Was erwartet wird:
Ordne die Zeilen aller Einträge unten als nummerierte Liste an und lass dabei Leerzeilen weg.

Inhalt des Datensatzes:

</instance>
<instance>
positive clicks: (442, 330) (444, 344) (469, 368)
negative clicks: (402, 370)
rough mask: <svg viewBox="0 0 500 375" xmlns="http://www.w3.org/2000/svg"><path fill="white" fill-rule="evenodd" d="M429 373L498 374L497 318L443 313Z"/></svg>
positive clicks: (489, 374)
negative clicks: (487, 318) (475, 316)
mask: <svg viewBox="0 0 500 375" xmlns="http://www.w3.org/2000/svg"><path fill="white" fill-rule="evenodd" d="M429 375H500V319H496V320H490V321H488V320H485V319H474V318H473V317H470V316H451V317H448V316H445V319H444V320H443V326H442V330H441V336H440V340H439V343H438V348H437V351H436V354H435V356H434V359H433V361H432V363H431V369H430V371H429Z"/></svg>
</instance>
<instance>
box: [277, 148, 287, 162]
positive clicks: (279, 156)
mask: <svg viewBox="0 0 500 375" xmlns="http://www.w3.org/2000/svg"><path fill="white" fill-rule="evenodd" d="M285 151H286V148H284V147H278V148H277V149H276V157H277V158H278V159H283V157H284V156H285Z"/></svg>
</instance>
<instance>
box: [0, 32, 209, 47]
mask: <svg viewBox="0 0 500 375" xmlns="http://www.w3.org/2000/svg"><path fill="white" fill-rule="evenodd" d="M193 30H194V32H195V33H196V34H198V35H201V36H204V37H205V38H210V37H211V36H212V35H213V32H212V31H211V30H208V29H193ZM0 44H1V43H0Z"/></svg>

Lösung dieser Aufgabe:
1. </instance>
2. <instance>
3. positive clicks: (442, 330) (444, 344) (469, 368)
4. negative clicks: (402, 370)
5. rough mask: <svg viewBox="0 0 500 375" xmlns="http://www.w3.org/2000/svg"><path fill="white" fill-rule="evenodd" d="M429 373L498 374L497 318L443 313Z"/></svg>
6. positive clicks: (489, 374)
7. negative clicks: (487, 318) (475, 316)
8. mask: <svg viewBox="0 0 500 375" xmlns="http://www.w3.org/2000/svg"><path fill="white" fill-rule="evenodd" d="M429 375H500V319H496V320H490V321H488V320H485V319H474V318H473V317H470V316H451V317H448V316H445V319H444V320H443V326H442V330H441V336H440V340H439V343H438V348H437V351H436V354H435V356H434V359H433V361H432V363H431V369H430V371H429Z"/></svg>
9. </instance>
10. <instance>
11. box: [277, 148, 287, 162]
12. positive clicks: (279, 156)
13. mask: <svg viewBox="0 0 500 375" xmlns="http://www.w3.org/2000/svg"><path fill="white" fill-rule="evenodd" d="M285 151H286V148H284V147H278V148H277V149H276V157H277V158H278V159H283V157H284V156H285Z"/></svg>
14. </instance>
15. <instance>
16. box: [0, 32, 209, 47]
17. mask: <svg viewBox="0 0 500 375" xmlns="http://www.w3.org/2000/svg"><path fill="white" fill-rule="evenodd" d="M193 30H194V32H195V33H196V34H198V35H201V36H204V37H205V38H210V37H211V36H212V35H213V32H212V31H211V30H208V29H193ZM0 44H1V43H0Z"/></svg>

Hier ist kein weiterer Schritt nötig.